**REQUIREMENT**
State how many lines of the material below contain the string "clock", counting only matches in the same case. Give the number alone.

**A block of data**
>> BEGIN

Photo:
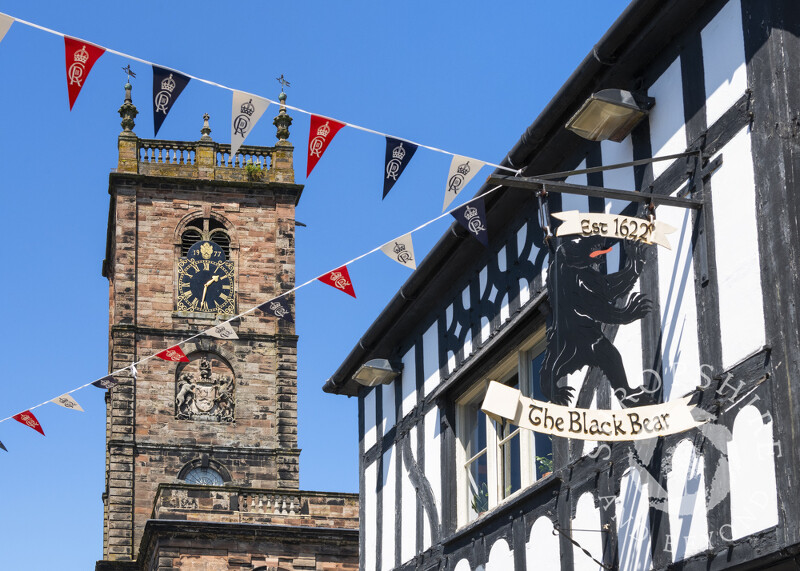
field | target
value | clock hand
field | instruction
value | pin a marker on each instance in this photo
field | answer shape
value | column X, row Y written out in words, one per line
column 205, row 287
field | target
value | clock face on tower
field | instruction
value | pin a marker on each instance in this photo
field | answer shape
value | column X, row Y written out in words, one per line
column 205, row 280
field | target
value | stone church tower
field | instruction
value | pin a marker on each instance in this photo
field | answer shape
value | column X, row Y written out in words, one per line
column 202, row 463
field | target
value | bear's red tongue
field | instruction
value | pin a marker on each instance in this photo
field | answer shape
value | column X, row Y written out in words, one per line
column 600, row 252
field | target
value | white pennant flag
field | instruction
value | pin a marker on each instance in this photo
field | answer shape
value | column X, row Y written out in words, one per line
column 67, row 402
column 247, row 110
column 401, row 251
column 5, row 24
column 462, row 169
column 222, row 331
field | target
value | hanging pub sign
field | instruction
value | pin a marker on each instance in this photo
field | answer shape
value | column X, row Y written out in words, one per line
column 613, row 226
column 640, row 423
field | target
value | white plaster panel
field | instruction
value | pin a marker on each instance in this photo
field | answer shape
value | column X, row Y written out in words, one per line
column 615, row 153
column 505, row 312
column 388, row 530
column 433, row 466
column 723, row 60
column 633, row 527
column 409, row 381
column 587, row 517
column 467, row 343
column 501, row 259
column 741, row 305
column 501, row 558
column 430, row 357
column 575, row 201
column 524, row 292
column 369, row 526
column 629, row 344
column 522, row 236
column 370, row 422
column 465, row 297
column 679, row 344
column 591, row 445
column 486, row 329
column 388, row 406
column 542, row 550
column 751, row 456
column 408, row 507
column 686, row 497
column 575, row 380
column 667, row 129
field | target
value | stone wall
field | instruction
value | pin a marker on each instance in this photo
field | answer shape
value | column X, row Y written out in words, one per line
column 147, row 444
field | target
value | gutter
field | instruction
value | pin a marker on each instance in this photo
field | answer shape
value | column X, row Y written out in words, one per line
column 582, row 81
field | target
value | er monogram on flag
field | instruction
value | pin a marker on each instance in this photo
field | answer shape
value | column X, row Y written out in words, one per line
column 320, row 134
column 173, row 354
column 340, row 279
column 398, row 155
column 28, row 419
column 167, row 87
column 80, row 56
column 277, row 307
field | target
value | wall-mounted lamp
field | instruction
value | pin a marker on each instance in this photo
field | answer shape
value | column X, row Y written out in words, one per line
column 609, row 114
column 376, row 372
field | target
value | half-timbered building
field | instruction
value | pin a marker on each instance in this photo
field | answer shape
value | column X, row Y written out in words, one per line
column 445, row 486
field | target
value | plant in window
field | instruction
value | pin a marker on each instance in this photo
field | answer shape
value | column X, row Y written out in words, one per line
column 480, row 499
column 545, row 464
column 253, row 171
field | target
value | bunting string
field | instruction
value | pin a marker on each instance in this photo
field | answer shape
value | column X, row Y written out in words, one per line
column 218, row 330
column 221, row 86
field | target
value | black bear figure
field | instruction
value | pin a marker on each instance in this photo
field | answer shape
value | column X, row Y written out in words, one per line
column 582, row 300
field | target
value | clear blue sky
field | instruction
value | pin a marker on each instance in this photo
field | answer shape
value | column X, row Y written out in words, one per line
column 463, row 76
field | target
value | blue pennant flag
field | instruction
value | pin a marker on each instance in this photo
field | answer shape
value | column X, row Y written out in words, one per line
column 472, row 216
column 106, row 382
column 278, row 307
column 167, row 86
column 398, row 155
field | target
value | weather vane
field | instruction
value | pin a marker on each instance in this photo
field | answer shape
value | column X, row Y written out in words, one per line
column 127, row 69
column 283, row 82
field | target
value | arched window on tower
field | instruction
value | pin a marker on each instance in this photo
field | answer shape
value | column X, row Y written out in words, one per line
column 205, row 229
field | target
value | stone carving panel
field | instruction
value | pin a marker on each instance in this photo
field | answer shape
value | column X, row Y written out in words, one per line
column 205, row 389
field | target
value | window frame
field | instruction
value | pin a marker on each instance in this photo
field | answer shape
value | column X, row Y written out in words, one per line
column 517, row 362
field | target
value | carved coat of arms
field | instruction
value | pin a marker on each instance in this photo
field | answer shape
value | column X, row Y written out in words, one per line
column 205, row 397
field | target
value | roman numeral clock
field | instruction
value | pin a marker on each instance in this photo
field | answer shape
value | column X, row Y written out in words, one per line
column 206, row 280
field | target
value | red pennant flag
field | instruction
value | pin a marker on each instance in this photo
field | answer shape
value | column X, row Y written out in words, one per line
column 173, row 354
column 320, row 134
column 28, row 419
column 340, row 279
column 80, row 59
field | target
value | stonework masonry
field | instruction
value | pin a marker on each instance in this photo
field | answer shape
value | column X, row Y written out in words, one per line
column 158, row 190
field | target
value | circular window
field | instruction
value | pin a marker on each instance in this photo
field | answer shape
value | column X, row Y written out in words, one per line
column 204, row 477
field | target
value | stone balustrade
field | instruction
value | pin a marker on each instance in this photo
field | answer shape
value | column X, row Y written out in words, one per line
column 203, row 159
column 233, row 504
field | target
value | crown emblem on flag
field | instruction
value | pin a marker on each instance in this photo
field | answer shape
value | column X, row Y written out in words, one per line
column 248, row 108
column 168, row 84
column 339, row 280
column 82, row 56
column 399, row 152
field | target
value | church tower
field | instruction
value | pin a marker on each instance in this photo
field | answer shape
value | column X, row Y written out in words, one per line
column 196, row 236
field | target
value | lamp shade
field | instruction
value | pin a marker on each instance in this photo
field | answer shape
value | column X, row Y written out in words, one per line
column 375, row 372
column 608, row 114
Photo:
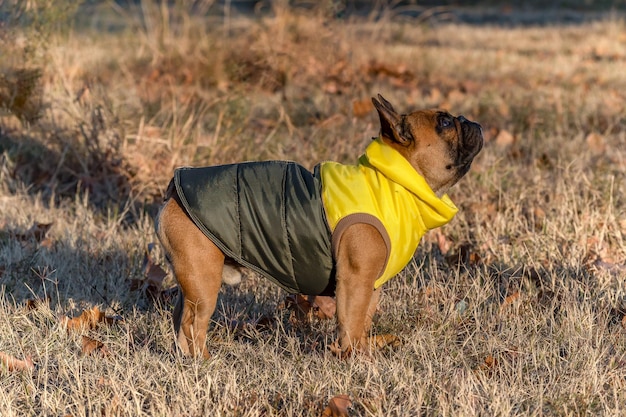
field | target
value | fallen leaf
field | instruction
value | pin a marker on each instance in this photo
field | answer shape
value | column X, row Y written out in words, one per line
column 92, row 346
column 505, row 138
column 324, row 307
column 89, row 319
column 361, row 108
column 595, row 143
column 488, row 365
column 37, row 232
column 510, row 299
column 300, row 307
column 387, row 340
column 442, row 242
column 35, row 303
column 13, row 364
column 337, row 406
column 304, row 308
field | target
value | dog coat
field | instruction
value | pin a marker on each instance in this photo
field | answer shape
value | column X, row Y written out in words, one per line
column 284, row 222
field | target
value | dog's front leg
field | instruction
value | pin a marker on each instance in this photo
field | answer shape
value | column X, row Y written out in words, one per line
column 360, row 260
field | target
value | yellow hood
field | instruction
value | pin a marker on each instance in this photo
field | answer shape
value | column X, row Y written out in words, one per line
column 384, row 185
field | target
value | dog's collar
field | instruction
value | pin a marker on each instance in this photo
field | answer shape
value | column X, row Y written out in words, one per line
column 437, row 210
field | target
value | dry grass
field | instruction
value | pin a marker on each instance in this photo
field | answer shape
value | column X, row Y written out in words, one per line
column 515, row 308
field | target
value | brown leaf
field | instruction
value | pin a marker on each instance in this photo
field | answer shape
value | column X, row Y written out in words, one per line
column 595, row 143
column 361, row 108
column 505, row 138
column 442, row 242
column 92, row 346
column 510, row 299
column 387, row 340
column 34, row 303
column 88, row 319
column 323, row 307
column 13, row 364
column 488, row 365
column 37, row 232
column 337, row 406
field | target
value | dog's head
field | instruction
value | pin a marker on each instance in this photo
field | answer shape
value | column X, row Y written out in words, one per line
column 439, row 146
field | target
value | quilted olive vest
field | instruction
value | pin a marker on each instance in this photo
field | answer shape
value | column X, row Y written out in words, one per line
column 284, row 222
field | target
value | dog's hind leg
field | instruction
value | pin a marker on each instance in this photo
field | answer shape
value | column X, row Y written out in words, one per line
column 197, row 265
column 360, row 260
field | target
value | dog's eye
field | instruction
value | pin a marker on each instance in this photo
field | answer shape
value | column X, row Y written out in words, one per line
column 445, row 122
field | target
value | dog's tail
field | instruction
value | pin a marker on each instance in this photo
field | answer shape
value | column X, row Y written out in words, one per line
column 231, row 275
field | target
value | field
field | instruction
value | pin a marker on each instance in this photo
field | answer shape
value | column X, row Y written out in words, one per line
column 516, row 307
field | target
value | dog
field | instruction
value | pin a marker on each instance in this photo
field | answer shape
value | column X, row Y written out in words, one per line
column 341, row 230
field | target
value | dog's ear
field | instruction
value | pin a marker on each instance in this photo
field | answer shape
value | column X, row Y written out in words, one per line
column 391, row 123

>> END
>> BEGIN

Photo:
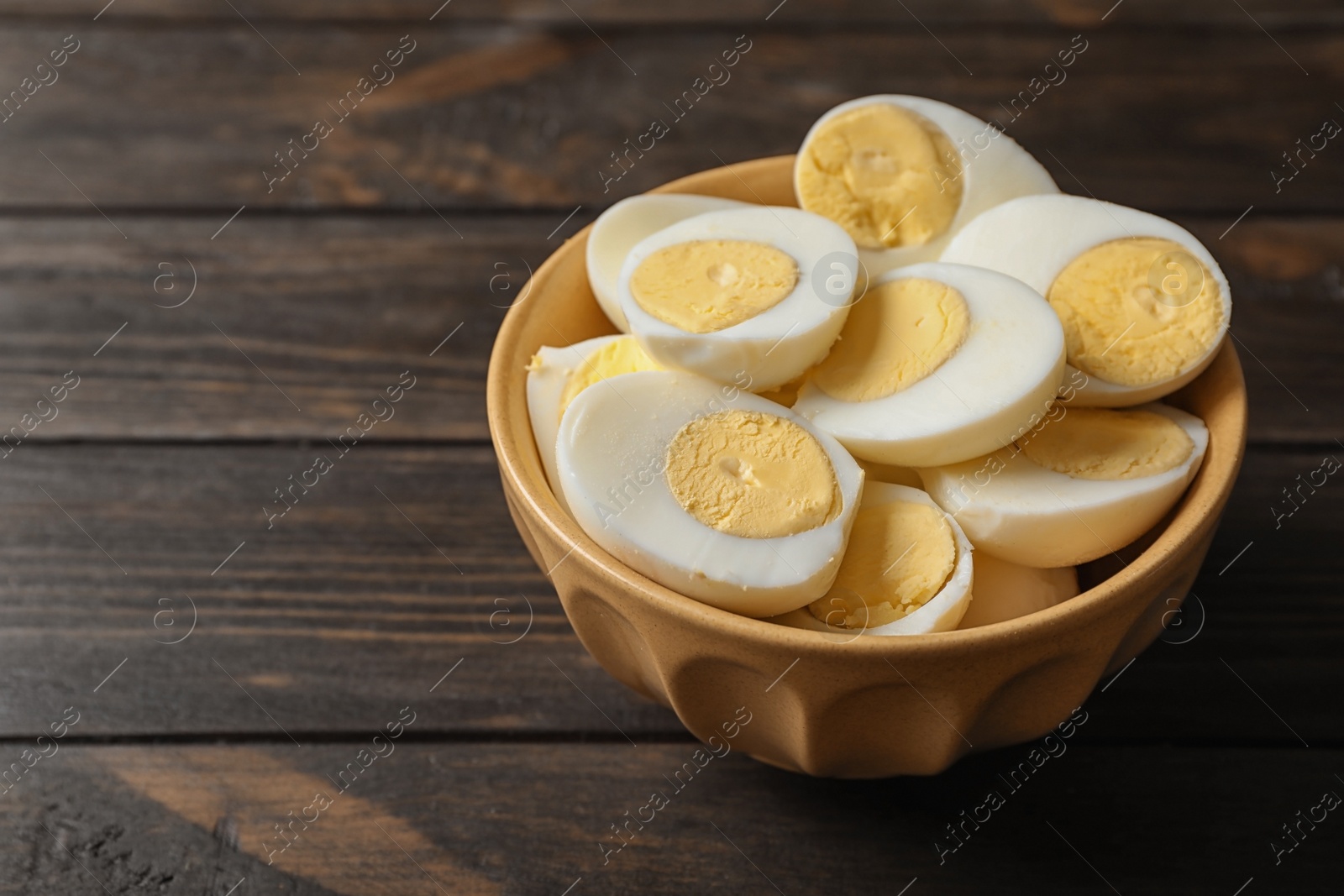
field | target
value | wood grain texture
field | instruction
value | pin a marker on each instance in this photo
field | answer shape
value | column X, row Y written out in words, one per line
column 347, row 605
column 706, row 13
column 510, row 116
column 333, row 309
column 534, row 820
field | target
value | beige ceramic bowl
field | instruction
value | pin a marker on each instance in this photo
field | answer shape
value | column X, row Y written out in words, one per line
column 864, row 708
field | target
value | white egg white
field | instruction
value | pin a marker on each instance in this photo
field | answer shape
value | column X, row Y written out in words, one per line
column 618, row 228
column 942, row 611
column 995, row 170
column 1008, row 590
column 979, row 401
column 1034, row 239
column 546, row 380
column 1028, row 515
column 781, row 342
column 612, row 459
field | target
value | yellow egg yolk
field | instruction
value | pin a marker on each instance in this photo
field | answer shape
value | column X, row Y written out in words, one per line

>> END

**REPLY**
3